start
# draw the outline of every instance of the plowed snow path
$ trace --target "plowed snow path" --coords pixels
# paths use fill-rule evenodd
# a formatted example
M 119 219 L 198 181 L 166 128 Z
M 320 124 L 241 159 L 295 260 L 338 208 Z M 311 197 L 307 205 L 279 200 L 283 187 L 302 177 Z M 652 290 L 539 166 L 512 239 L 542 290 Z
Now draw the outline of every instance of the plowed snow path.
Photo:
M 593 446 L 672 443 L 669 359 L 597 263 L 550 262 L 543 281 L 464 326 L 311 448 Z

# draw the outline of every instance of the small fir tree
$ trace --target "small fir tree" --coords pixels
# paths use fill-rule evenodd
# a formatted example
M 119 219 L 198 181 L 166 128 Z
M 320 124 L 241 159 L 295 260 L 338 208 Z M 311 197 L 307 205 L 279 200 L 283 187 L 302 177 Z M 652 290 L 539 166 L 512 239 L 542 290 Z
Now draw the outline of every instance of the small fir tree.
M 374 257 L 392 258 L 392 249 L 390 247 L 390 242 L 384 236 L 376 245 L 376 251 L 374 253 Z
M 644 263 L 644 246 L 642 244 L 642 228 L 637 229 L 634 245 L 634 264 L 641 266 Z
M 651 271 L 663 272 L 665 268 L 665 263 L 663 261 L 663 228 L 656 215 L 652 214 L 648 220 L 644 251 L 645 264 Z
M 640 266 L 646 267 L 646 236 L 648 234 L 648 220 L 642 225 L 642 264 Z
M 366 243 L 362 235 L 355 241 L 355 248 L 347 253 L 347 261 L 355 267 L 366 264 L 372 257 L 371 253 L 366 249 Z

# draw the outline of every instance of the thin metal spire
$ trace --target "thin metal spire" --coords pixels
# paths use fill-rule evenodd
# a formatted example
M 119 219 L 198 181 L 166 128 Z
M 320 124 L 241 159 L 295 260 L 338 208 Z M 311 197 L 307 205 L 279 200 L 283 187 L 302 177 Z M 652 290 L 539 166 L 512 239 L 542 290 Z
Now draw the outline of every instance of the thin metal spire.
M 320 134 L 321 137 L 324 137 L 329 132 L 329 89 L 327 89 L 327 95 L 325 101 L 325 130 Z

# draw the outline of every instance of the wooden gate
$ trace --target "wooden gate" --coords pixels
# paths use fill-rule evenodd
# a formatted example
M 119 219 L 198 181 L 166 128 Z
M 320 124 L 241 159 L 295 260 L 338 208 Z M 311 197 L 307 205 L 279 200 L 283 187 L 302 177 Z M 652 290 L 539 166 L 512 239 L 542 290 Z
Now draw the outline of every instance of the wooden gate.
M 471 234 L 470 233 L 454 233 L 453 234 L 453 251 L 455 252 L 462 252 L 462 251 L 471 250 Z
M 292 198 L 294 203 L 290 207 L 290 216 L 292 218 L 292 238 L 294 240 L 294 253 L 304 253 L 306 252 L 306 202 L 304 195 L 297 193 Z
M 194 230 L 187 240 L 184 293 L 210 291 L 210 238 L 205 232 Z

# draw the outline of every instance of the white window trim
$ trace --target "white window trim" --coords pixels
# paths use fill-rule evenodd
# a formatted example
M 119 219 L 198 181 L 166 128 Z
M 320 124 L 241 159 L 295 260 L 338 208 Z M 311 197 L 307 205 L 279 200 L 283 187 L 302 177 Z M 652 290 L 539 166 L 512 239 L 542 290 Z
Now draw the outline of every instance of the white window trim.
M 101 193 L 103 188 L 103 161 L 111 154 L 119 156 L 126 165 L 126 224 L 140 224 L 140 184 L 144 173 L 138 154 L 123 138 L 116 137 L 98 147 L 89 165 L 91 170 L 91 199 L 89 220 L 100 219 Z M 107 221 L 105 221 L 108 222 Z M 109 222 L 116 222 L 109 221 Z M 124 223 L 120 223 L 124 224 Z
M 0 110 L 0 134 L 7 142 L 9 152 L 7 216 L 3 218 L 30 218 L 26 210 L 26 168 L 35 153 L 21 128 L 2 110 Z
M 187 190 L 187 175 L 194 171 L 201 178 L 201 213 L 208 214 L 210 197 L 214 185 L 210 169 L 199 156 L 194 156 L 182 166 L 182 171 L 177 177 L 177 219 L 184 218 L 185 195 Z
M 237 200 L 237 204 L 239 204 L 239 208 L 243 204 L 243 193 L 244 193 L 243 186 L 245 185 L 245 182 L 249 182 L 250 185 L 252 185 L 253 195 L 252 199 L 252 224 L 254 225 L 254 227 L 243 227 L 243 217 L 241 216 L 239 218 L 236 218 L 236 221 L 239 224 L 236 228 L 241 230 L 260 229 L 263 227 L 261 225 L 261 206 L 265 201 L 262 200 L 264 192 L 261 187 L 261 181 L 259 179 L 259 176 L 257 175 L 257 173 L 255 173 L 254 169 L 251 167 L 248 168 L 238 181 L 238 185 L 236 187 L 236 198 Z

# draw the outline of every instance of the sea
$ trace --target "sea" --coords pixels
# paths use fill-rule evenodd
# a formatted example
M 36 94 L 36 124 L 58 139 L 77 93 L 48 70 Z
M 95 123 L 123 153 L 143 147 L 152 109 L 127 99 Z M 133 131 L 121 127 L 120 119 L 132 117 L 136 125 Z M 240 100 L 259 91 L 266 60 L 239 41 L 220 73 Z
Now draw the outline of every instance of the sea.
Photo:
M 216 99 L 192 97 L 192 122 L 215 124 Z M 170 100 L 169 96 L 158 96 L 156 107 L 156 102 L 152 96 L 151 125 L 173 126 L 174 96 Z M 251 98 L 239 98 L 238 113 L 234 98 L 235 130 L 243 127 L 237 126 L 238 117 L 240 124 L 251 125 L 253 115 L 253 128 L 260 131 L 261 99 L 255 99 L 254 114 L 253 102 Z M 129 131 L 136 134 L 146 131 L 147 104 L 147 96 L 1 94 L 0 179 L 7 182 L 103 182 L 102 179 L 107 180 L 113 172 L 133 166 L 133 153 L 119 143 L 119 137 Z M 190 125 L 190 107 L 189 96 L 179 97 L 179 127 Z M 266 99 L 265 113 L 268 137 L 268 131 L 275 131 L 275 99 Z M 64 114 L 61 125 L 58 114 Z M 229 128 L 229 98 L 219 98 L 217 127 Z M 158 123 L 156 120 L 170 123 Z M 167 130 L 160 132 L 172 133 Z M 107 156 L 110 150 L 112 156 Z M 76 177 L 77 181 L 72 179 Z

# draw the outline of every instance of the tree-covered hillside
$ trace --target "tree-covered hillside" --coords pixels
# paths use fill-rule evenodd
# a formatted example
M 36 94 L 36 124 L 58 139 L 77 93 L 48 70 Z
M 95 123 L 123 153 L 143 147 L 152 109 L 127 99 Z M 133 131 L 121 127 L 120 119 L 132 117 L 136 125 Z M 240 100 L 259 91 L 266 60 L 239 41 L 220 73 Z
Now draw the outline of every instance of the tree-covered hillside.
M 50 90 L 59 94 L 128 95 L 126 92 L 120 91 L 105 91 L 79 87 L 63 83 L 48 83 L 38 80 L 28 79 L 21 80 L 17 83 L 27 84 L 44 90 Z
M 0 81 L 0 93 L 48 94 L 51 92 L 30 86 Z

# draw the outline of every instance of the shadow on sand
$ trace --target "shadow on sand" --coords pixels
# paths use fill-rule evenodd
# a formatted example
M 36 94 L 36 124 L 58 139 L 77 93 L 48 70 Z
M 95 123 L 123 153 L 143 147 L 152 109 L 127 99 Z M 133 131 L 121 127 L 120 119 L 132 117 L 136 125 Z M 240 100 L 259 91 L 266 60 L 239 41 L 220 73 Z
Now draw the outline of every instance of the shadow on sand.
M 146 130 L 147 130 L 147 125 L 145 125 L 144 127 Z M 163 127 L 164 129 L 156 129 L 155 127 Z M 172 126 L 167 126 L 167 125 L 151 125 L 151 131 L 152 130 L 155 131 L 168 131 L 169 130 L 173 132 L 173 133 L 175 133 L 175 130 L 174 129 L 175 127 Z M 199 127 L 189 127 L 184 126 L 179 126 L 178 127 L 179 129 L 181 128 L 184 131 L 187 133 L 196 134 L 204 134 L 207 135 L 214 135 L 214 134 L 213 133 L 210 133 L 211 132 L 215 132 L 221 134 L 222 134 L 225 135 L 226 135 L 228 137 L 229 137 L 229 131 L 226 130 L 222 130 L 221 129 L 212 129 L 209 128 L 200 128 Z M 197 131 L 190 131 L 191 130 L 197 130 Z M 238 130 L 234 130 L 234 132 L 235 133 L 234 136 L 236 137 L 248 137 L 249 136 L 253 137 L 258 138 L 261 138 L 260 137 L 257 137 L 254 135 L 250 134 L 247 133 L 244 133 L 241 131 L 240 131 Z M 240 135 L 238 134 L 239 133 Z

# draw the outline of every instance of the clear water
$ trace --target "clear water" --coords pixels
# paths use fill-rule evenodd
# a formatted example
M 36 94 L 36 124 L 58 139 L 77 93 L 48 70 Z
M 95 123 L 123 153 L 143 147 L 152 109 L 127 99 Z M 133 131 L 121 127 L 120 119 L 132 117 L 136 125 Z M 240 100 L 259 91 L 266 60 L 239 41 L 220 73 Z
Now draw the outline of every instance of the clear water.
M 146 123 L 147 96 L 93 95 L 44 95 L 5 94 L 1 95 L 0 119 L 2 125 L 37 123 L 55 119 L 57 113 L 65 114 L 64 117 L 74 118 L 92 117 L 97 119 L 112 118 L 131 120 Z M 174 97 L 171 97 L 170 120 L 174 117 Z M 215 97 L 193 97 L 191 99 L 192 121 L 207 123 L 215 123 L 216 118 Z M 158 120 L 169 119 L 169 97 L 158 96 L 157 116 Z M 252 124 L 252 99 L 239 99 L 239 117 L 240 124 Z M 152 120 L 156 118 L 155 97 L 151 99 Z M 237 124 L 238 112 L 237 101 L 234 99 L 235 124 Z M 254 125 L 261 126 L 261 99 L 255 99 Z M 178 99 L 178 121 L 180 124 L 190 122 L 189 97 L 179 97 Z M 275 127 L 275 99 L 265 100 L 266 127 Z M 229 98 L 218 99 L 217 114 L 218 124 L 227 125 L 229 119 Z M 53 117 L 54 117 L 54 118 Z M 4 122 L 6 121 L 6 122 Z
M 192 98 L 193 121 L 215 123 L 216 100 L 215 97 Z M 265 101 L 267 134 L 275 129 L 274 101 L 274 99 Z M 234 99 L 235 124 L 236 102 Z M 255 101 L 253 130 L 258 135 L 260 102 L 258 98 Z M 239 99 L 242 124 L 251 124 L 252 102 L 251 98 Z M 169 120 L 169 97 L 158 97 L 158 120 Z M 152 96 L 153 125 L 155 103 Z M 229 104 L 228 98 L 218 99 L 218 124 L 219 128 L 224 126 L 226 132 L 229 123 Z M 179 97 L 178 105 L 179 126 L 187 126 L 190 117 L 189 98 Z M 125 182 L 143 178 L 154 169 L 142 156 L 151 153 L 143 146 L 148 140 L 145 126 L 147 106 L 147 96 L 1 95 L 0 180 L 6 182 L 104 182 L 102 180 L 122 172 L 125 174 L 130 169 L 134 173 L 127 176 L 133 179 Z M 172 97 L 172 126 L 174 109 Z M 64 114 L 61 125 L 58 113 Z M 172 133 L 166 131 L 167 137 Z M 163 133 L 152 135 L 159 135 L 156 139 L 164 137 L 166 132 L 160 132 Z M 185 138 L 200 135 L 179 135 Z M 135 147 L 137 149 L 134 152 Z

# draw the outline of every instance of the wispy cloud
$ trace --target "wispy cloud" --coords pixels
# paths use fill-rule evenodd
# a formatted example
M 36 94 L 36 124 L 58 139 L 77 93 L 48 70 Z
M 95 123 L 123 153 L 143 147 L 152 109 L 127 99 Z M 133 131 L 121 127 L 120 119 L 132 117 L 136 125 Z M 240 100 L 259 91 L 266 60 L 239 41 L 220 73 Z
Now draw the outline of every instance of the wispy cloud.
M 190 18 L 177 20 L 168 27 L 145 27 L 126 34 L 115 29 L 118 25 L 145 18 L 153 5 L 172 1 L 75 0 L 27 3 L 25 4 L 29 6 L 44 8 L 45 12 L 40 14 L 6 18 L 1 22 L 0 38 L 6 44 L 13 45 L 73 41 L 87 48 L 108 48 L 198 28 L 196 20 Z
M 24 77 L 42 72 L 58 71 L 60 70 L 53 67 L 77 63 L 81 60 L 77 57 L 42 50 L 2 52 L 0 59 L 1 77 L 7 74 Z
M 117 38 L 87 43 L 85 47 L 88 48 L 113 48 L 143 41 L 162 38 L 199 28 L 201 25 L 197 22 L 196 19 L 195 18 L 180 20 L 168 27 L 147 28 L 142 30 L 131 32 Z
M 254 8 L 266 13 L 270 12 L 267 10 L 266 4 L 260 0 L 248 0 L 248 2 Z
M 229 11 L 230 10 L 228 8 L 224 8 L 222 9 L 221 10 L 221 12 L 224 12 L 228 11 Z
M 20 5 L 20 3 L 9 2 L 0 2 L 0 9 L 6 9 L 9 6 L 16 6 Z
end
■ Task description
Rewrite the lines from the one containing "# draw the outline of every instance of the shadow" up to and including the one containing "M 146 130 L", replacing "shadow on sand" with "shadow on grass" and changing nothing else.

■ Solution for this problem
# draw the outline of every instance of the shadow on grass
$ trace --target "shadow on grass" --coords pixels
# paths use fill-rule evenodd
# a formatted example
M 36 94 L 36 124 L 58 139 L 77 93 L 48 70 Z
M 95 123 L 123 153 L 143 147 L 152 109 L 127 99 Z M 133 131 L 121 127 L 120 119 L 132 117 L 136 125 Z M 240 100 L 259 91 L 266 60 L 239 41 L 220 73 Z
Now draw the outline of every instance of the shadow on grass.
M 146 130 L 147 130 L 147 125 L 145 125 L 144 127 Z M 163 127 L 164 129 L 156 129 L 155 127 Z M 172 126 L 167 126 L 167 125 L 151 125 L 151 131 L 152 130 L 155 131 L 168 131 L 169 130 L 173 132 L 173 133 L 175 133 L 175 130 L 174 129 L 175 127 Z M 199 127 L 189 127 L 184 126 L 179 126 L 178 127 L 179 129 L 181 128 L 184 131 L 187 133 L 196 134 L 204 134 L 207 135 L 214 135 L 214 134 L 213 133 L 210 133 L 211 132 L 215 132 L 221 134 L 222 134 L 225 135 L 226 135 L 228 137 L 229 137 L 229 131 L 226 130 L 222 130 L 221 129 L 212 129 L 209 128 L 200 128 Z M 197 131 L 190 131 L 191 130 L 197 130 Z M 238 130 L 234 130 L 234 132 L 235 133 L 234 136 L 236 137 L 248 137 L 249 136 L 253 137 L 258 138 L 261 138 L 260 137 L 257 137 L 254 135 L 250 134 L 247 133 L 244 133 L 241 131 L 240 131 Z M 240 135 L 238 134 L 239 133 Z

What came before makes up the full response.